*What you should do*
Please format all the records below as a numbered list, leaving out the blank lines.

::::

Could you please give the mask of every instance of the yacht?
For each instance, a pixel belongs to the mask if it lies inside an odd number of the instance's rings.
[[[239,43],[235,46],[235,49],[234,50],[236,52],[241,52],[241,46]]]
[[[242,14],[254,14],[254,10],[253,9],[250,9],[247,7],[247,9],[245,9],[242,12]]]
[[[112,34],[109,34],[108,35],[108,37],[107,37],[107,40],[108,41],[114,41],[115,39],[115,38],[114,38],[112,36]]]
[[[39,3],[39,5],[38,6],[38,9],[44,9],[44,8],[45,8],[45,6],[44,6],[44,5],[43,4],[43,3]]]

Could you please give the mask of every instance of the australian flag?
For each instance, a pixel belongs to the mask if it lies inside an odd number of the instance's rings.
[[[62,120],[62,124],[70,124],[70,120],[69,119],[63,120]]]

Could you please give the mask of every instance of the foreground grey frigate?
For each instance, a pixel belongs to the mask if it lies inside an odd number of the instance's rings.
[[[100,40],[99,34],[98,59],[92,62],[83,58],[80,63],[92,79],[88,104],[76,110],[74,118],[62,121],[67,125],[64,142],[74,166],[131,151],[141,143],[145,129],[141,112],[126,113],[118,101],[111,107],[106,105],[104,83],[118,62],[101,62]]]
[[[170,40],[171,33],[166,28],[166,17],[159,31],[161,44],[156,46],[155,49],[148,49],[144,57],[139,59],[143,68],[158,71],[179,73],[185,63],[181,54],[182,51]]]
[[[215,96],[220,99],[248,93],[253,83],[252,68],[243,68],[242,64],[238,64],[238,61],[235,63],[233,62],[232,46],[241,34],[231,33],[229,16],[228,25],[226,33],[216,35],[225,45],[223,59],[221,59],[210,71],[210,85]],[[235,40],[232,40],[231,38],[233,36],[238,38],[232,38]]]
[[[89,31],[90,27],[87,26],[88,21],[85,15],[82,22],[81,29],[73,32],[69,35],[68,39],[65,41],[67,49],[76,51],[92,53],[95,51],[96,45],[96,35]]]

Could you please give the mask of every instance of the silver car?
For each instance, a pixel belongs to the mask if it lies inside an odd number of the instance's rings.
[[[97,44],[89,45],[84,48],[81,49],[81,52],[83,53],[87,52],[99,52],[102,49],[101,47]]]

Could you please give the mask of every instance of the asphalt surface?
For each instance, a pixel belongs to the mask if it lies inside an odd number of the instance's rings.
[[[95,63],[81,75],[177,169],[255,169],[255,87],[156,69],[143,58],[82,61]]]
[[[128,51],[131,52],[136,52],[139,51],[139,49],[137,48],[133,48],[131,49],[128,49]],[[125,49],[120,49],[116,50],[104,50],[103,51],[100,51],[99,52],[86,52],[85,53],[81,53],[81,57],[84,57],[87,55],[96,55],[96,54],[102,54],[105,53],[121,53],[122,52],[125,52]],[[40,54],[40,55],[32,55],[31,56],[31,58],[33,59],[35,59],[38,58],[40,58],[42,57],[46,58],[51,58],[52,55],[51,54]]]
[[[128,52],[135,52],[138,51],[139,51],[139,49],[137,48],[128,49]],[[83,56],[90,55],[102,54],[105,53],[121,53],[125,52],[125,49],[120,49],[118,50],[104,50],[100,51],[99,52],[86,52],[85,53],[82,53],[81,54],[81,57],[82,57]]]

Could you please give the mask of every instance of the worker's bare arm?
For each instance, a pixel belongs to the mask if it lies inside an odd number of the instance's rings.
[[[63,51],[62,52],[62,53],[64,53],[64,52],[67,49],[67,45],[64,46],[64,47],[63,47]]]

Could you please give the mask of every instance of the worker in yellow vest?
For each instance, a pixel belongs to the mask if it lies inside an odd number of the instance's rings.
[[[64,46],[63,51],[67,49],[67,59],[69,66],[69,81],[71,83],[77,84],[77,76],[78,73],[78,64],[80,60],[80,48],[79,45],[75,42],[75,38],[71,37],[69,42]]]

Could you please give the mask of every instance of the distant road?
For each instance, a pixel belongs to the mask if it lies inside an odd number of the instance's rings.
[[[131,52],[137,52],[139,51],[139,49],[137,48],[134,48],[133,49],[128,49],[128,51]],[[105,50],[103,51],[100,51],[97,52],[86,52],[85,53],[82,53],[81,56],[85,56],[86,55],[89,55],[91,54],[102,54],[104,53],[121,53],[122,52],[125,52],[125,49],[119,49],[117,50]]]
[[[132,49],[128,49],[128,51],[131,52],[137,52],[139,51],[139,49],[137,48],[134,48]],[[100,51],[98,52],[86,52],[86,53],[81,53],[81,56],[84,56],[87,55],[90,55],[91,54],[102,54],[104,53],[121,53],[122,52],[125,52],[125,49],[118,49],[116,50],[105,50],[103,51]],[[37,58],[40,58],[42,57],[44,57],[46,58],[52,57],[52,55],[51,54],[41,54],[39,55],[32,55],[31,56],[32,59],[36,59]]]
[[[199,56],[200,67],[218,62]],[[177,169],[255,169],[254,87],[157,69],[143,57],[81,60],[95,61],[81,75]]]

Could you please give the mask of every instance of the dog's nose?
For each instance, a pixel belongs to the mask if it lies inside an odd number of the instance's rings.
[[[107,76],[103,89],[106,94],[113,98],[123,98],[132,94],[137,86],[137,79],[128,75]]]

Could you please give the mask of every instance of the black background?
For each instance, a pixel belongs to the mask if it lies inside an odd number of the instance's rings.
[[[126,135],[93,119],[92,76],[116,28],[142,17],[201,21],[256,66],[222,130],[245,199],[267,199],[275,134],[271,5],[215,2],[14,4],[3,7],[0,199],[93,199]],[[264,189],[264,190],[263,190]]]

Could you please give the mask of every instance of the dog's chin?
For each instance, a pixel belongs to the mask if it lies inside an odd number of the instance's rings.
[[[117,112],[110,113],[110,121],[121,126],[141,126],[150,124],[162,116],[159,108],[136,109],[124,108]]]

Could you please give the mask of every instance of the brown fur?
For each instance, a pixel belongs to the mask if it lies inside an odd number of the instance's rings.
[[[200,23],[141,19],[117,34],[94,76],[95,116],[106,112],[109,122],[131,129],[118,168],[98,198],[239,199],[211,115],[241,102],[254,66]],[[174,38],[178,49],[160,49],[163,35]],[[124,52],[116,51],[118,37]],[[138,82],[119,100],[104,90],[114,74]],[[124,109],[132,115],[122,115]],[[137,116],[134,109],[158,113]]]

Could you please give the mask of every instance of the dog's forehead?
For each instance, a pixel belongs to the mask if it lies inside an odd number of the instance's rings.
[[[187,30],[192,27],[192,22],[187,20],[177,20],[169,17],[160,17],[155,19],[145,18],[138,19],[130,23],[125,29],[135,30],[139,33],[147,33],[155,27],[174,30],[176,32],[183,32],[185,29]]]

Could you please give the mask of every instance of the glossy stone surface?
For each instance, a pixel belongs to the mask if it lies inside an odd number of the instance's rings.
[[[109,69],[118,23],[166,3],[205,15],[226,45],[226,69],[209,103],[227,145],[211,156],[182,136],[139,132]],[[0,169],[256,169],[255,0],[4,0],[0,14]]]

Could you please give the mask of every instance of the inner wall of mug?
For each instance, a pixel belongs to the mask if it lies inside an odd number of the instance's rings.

::::

*Solution to this task*
1. Could you please give the mask of every instance of the yacht?
2. For each instance, a pixel belongs to the mask if it lies inside an odd number of the instance's rings.
3. [[[239,43],[235,46],[235,49],[234,50],[236,52],[241,52],[241,46]]]
4. [[[242,14],[254,14],[254,10],[253,9],[250,9],[247,7],[247,9],[245,9],[242,12]]]
5. [[[112,34],[109,34],[108,35],[108,37],[107,37],[107,40],[108,41],[114,41],[115,39],[115,38],[114,38],[112,36]]]
6. [[[39,3],[39,5],[38,6],[38,9],[44,9],[44,8],[45,8],[45,6],[44,6],[44,5],[43,4],[43,3]]]
7. Could you please give the mask of every instance of the australian flag?
8. For each instance, a pixel belongs to the mask if it lies inside an odd number of the instance's rings.
9. [[[62,120],[62,124],[70,124],[70,120],[69,119],[63,120]]]
10. Could you please give the mask of every instance of the foreground grey frigate?
11. For each instance, a pixel belongs to the mask if it lies inside an odd number of the instance's rings.
12. [[[100,40],[99,34],[98,59],[92,62],[83,58],[80,63],[92,79],[88,104],[76,110],[74,118],[62,121],[67,125],[64,142],[74,166],[131,151],[141,143],[145,129],[141,112],[126,113],[118,101],[111,107],[106,105],[104,83],[118,62],[101,62]]]
13. [[[170,40],[171,33],[166,28],[166,17],[159,31],[161,44],[156,46],[155,49],[148,49],[144,57],[139,59],[143,68],[158,71],[179,73],[185,63],[181,54],[182,51]]]
14. [[[215,96],[220,99],[248,93],[253,83],[252,68],[243,68],[242,64],[238,64],[238,61],[235,63],[233,62],[232,46],[241,34],[231,33],[229,16],[228,25],[226,33],[216,35],[225,45],[223,59],[221,59],[210,71],[210,85]],[[235,40],[232,40],[231,38],[233,36],[238,38],[232,38]]]
15. [[[89,31],[90,27],[87,26],[88,21],[85,15],[82,22],[81,29],[73,32],[69,35],[68,39],[65,41],[67,49],[76,51],[92,53],[95,51],[96,45],[96,35]]]
16. Could you please give the mask of every instance of the silver car?
17. For each instance, a pixel belongs to the mask if it lies inside an odd number of the instance's rings.
18. [[[97,44],[89,45],[84,48],[81,49],[81,52],[83,53],[87,52],[99,52],[102,49],[101,47]]]
19. Could you please give the mask of every instance of the asphalt surface?
20. For each instance, a pixel belongs to the mask if it lies inside an odd number of the instance's rings.
21. [[[95,63],[81,75],[177,169],[255,169],[255,87],[156,69],[143,58],[82,61]]]
22. [[[128,51],[131,52],[136,52],[139,51],[139,49],[137,48],[133,48],[131,49],[128,49]],[[125,49],[120,49],[116,50],[104,50],[103,51],[100,51],[99,52],[86,52],[85,53],[81,53],[81,57],[84,57],[87,55],[96,55],[96,54],[102,54],[105,53],[121,53],[122,52],[125,52]],[[40,54],[40,55],[32,55],[31,56],[31,58],[33,59],[35,59],[38,58],[40,58],[42,57],[46,58],[51,58],[52,55],[51,54]]]
23. [[[128,52],[135,52],[138,51],[139,51],[139,49],[137,48],[128,49]],[[83,56],[90,55],[102,54],[105,53],[121,53],[125,52],[125,49],[120,49],[118,50],[104,50],[100,51],[99,52],[86,52],[85,53],[82,53],[81,54],[81,57],[82,57]]]
24. Could you please give the mask of every instance of the worker's bare arm?
25. For each instance, a pixel belongs to the mask if it lies inside an odd number of the instance's rings.
26. [[[63,51],[62,52],[62,53],[64,53],[64,52],[67,49],[67,45],[64,46],[64,47],[63,47]]]
27. Could you please give the mask of every instance of the worker in yellow vest?
28. For each instance, a pixel belongs to the mask if it lies inside an odd number of the instance's rings.
29. [[[64,46],[63,51],[67,49],[67,59],[69,66],[69,81],[71,83],[77,84],[77,76],[78,73],[78,64],[80,60],[80,48],[79,45],[75,42],[75,38],[71,37],[69,42]]]
30. Could you please give the mask of every instance of the distant road?
31. For each instance, a pixel belongs to the mask if it lies inside an odd number of the instance's rings.
32. [[[131,52],[137,52],[139,51],[139,49],[137,48],[134,48],[133,49],[128,49],[128,51]],[[105,50],[103,51],[100,51],[97,52],[86,52],[85,53],[82,53],[81,56],[85,56],[86,55],[89,55],[91,54],[102,54],[104,53],[121,53],[122,52],[125,52],[125,49],[119,49],[117,50]]]
33. [[[132,49],[128,49],[128,51],[131,52],[137,52],[139,51],[139,49],[137,48],[134,48]],[[100,51],[98,52],[86,52],[86,53],[81,53],[81,56],[84,56],[87,55],[90,55],[91,54],[102,54],[104,53],[121,53],[122,52],[125,52],[125,49],[118,49],[116,50],[105,50],[103,51]],[[37,58],[40,58],[42,57],[44,57],[46,58],[52,57],[52,55],[51,54],[41,54],[39,55],[32,55],[31,56],[32,59],[36,59]]]
34. [[[199,56],[200,67],[218,62]],[[177,169],[255,169],[254,87],[157,69],[143,57],[81,60],[95,61],[81,75]]]
35. Could you please give the mask of every instance of the dog's nose?
36. For each instance, a pixel belongs to the mask if it lies inside an odd number of the instance's rings.
37. [[[107,76],[103,89],[106,94],[113,98],[123,98],[132,94],[137,86],[137,79],[128,75]]]
38. Could you please give the mask of every instance of the black background?
39. For each instance, a pixel belongs to the mask if it lies inside an odd number of the instance's rings.
40. [[[126,135],[93,119],[92,76],[116,28],[142,17],[201,21],[256,66],[222,130],[245,199],[267,199],[275,134],[271,5],[215,2],[14,4],[3,7],[0,199],[93,199]],[[264,189],[264,190],[263,190]]]
41. Could you please give the mask of every instance of the dog's chin?
42. For each instance, a pixel belongs to the mask if it lies inside an odd number of the instance's rings.
43. [[[117,112],[110,113],[110,121],[121,126],[141,126],[150,124],[162,116],[159,108],[136,109],[124,108]]]
44. Could you please give the mask of every instance of the brown fur?
45. For each instance, a pixel belongs to the mask if it lies inside an odd number of the instance's rings.
46. [[[200,23],[141,19],[117,34],[94,76],[95,116],[106,112],[109,122],[131,129],[118,168],[98,198],[239,199],[211,115],[241,102],[254,66]],[[174,38],[178,49],[160,49],[163,35]],[[124,52],[116,51],[118,37]],[[138,82],[119,100],[104,90],[114,74]],[[124,109],[132,115],[122,115]],[[137,116],[134,109],[158,113]]]
47. Could you please give the mask of every instance of the dog's forehead?
48. For each instance, a pixel belongs to the mask if it lies inside an odd number of the instance's rings.
49. [[[187,30],[192,27],[192,22],[187,20],[177,20],[169,17],[160,17],[155,19],[145,18],[138,19],[130,23],[125,29],[135,30],[139,33],[147,33],[155,27],[174,30],[176,32],[183,32],[185,29]]]
50. Could you please give the mask of every instance of the glossy stone surface?
51. For each instance, a pixel belongs to the mask if it lies inside an odd number of the instance's rings.
52. [[[109,69],[118,23],[166,3],[205,15],[226,45],[226,69],[209,103],[227,145],[211,156],[182,136],[139,132]],[[0,169],[256,169],[255,0],[4,0],[0,14]]]
53. Could you please give the mask of every instance of the inner wall of mug?
54. For each instance, a pixel belongs to the mask if it lies inside an odd number of the instance's rings.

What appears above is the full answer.